──────── TEXT TO READ

TVM & NUMA Nodes

Hello,

I’ve got a question regarding TVM and its behaviour on multi-socket systems or on high core count processors with multiple NUMA nodes (i.e. the 64 core AMD Eypc or dual- to quad socket servers):

Does it scale with TVM? I mean, can a single execution of Conv2D or Dense layers be mapped across all cores, even when using 2 or 4 CPUs?

Hi, I guess you can take a look at these two Env. variables:

import os
os.environ["TVM_NUM_THREADS"] = '4'
os.environ["TVM_BIND_THREADS"] = '0'

to my best knowledge, “TVM_NUM_THREADS” can control the thread number you wanna used, if set the “TVM_BIND_THREADS” to 0 , it will automatically use 0-3 core of socket 1, if you wanna set up the CPU affinity to specific on like 3-6 or some others, pls try to set “TVM_BIND_THREADS” to 1 and use numactl or taskset to bind them.

────────────────
──────── DATA

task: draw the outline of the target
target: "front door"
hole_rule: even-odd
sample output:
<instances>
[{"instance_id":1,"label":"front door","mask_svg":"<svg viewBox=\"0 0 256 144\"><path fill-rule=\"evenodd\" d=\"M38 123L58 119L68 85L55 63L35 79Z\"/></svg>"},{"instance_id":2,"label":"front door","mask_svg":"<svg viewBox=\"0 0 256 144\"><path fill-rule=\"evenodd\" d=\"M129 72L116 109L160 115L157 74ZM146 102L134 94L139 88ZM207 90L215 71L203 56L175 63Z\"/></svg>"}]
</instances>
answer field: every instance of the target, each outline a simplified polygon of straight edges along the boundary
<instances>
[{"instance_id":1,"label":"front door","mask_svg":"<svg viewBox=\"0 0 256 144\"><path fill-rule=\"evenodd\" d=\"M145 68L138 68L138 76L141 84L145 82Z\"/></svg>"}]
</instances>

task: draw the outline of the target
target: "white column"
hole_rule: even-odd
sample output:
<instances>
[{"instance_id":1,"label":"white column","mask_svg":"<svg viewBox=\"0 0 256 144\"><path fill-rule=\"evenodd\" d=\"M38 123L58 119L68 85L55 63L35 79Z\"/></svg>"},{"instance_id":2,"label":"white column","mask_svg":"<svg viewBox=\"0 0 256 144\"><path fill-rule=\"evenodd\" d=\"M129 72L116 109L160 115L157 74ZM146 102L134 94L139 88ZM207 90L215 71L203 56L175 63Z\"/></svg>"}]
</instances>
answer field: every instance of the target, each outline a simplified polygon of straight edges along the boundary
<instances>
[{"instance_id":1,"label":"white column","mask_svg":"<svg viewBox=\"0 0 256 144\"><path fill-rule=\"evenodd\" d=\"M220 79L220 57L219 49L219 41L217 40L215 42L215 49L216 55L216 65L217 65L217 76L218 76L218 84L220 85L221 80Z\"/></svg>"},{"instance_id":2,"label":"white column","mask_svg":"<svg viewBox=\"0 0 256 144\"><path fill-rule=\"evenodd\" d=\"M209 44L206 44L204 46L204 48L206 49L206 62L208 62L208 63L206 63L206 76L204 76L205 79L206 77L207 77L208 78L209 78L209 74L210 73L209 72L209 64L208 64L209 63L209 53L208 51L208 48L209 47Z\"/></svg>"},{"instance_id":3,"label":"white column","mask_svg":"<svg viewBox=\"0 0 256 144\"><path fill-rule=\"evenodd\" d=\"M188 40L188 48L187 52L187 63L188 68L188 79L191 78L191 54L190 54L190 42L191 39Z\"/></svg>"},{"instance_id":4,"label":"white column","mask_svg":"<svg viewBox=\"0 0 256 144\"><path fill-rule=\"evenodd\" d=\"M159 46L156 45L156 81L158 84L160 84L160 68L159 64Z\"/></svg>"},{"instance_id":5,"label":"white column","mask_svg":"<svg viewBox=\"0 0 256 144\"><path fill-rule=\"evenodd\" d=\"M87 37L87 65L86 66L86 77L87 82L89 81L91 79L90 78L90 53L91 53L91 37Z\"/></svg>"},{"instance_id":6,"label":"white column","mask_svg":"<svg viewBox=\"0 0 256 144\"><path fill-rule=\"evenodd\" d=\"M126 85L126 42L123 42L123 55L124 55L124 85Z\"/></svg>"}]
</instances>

────────────────

DIRECTIONS -
**A)** In the thread on TVM and NUMA nodes, translate this sentence into Spanish: "I mean, can a single execution of Conv2D or Dense layers be mapped across all cores, even when using 2 or 4 CPUs?"
**B)** Resume the forum thread on TVM and NUMA nodes, picking up after its last reply.

ANSWERS FOR THE EXERCISE -
**A)** Es decir, ¿puede una sola ejecución de capas Conv2D o Dense repartirse entre todos los núcleos, incluso al usar 2 o 4 CPU?

**B)**
but if you setup the “TVM_BIND_THREADS” to ‘1’ and forgot to bind thread, the workload would randomly select 4 cores and floating between 2 sockets.

More details could be find in sourcecode:

tvm/src/runtime/threading_backend.cc

BTW I’m afraid we cannot take such finegrained control of CPU affnity to single kernel yet.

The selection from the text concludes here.